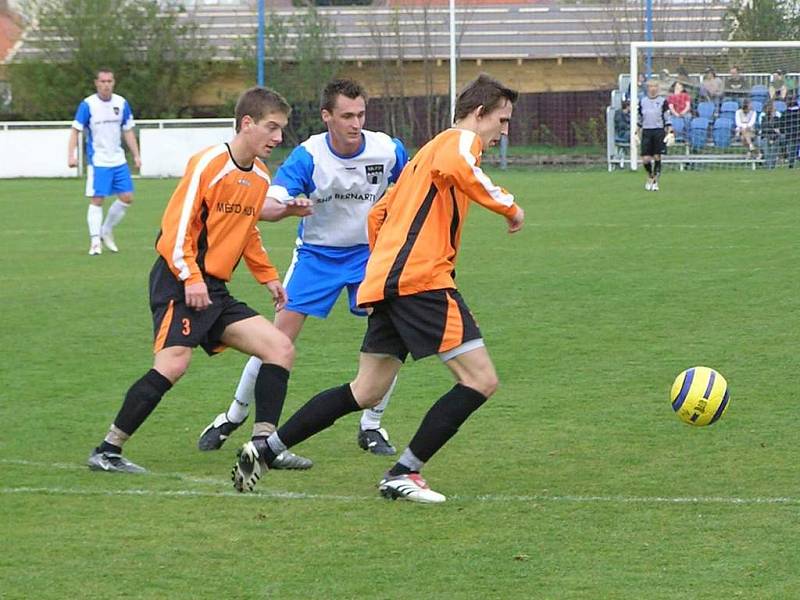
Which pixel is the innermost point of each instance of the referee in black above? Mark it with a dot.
(654, 122)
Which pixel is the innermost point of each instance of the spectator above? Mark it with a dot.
(622, 124)
(770, 135)
(712, 87)
(778, 90)
(679, 102)
(736, 86)
(790, 128)
(746, 124)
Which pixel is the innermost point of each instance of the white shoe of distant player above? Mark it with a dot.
(410, 486)
(96, 248)
(108, 240)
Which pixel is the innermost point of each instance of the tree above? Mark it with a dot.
(764, 20)
(157, 56)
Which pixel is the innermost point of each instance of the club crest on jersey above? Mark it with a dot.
(374, 173)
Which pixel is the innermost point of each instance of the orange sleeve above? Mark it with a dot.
(257, 260)
(177, 244)
(463, 170)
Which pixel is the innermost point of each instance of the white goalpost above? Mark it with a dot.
(729, 83)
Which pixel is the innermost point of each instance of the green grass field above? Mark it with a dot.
(575, 481)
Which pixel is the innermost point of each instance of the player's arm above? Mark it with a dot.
(82, 120)
(129, 135)
(294, 178)
(468, 177)
(257, 260)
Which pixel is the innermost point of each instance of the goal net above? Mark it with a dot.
(733, 104)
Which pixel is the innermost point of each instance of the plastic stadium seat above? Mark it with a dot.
(706, 110)
(722, 132)
(698, 133)
(760, 93)
(729, 106)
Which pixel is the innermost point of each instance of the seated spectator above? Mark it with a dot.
(679, 102)
(771, 141)
(712, 87)
(790, 128)
(622, 124)
(736, 86)
(778, 90)
(746, 124)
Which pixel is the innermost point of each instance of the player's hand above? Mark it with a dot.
(278, 292)
(515, 223)
(197, 296)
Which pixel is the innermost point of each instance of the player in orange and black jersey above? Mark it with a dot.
(209, 225)
(415, 234)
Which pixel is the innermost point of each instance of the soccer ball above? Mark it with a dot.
(699, 396)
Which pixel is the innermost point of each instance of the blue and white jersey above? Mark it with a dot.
(343, 188)
(104, 121)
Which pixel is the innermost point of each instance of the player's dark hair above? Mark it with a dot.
(349, 88)
(258, 102)
(483, 91)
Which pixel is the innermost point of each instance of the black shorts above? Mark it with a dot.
(653, 142)
(421, 324)
(175, 324)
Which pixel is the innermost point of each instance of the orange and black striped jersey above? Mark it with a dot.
(415, 230)
(210, 221)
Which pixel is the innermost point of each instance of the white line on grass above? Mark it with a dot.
(285, 495)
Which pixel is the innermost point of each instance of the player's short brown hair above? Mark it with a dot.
(483, 91)
(349, 88)
(258, 102)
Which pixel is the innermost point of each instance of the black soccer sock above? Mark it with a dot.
(142, 397)
(443, 420)
(317, 414)
(271, 384)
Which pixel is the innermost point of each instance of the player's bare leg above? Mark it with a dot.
(94, 219)
(476, 380)
(116, 212)
(141, 399)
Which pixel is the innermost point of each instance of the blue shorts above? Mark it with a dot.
(108, 181)
(318, 274)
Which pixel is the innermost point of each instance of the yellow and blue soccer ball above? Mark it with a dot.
(699, 396)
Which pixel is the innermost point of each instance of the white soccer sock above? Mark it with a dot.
(94, 218)
(115, 215)
(371, 417)
(245, 392)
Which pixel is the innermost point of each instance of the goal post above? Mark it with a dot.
(766, 77)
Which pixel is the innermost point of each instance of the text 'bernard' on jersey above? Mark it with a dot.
(343, 188)
(103, 121)
(209, 224)
(415, 229)
(653, 113)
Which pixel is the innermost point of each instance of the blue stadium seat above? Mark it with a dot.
(760, 93)
(679, 126)
(698, 133)
(722, 132)
(706, 110)
(729, 106)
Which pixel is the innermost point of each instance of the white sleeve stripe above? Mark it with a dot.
(178, 255)
(496, 193)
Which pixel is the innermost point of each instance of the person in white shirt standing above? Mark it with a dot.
(106, 118)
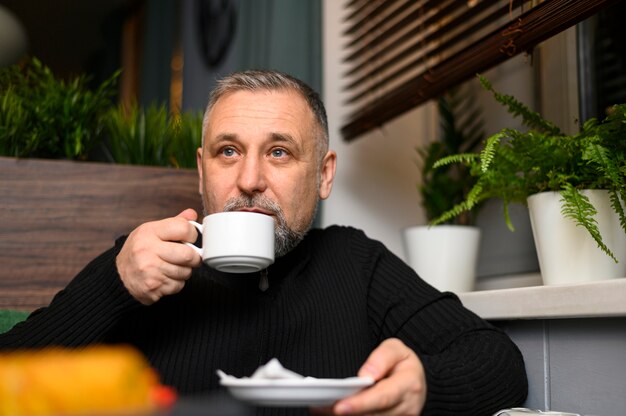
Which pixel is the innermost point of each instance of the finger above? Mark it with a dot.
(175, 272)
(382, 397)
(175, 229)
(383, 359)
(178, 254)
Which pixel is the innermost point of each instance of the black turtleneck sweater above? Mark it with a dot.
(330, 302)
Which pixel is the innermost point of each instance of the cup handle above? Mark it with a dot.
(199, 227)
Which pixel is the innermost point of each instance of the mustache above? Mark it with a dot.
(257, 201)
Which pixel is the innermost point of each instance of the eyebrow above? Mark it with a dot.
(274, 137)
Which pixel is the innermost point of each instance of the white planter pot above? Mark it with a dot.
(445, 256)
(566, 252)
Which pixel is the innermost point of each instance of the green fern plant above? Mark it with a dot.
(461, 131)
(44, 116)
(152, 136)
(513, 165)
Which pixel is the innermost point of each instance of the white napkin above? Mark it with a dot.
(273, 370)
(521, 411)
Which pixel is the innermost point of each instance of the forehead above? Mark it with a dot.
(284, 107)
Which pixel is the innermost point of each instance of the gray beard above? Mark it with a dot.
(285, 238)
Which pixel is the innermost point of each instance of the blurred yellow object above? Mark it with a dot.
(92, 380)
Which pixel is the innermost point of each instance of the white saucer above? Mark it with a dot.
(302, 392)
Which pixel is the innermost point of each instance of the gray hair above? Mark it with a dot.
(255, 80)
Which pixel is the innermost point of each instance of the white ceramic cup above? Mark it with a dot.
(236, 242)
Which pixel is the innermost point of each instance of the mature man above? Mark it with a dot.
(334, 304)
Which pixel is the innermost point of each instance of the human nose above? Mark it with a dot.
(251, 177)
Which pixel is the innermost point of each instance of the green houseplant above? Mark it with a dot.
(444, 187)
(46, 117)
(514, 165)
(446, 256)
(153, 136)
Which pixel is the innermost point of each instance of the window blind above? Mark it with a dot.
(402, 53)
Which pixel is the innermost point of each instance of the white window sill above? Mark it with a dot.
(598, 299)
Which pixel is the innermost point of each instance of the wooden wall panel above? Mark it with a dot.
(55, 216)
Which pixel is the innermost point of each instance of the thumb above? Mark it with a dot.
(188, 214)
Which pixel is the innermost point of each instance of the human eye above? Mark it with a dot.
(279, 153)
(228, 151)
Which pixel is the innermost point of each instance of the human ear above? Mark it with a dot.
(327, 174)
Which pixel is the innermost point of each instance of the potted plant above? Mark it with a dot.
(446, 255)
(46, 117)
(152, 136)
(70, 209)
(585, 173)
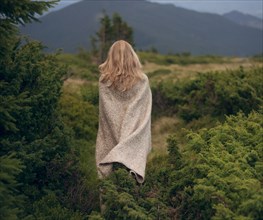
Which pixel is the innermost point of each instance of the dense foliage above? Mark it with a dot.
(49, 121)
(40, 175)
(216, 175)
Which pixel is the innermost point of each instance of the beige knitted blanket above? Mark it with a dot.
(124, 133)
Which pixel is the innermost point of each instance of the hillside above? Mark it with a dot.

________________

**PROBLEM TO SOLVE:** Can you write out again everything from the line containing "ear above? Mark it with a dot." down to the last of the items, both ends included, with every coordinate in the answers shifted up by 33? Leave the pictures out.

**ANSWER TO THE EXERCISE:**
Which pixel is the innermost point of each instance of the human ear above? Mark it with a dot.
(360, 207)
Which pixel is the innermost point of each instance of the potted plant above? Mark it with a dot.
(479, 288)
(79, 150)
(185, 169)
(103, 242)
(618, 206)
Which pixel is the innermost point of each instance of the dense foliage above? Mark it with a dot.
(82, 154)
(73, 208)
(249, 208)
Which pixel is the innermost point of each instance of the beige knitted blanket above? Mark it with a dot.
(157, 166)
Which pixel is the innermost point of each instance of the hillside above? Mark it with a dot.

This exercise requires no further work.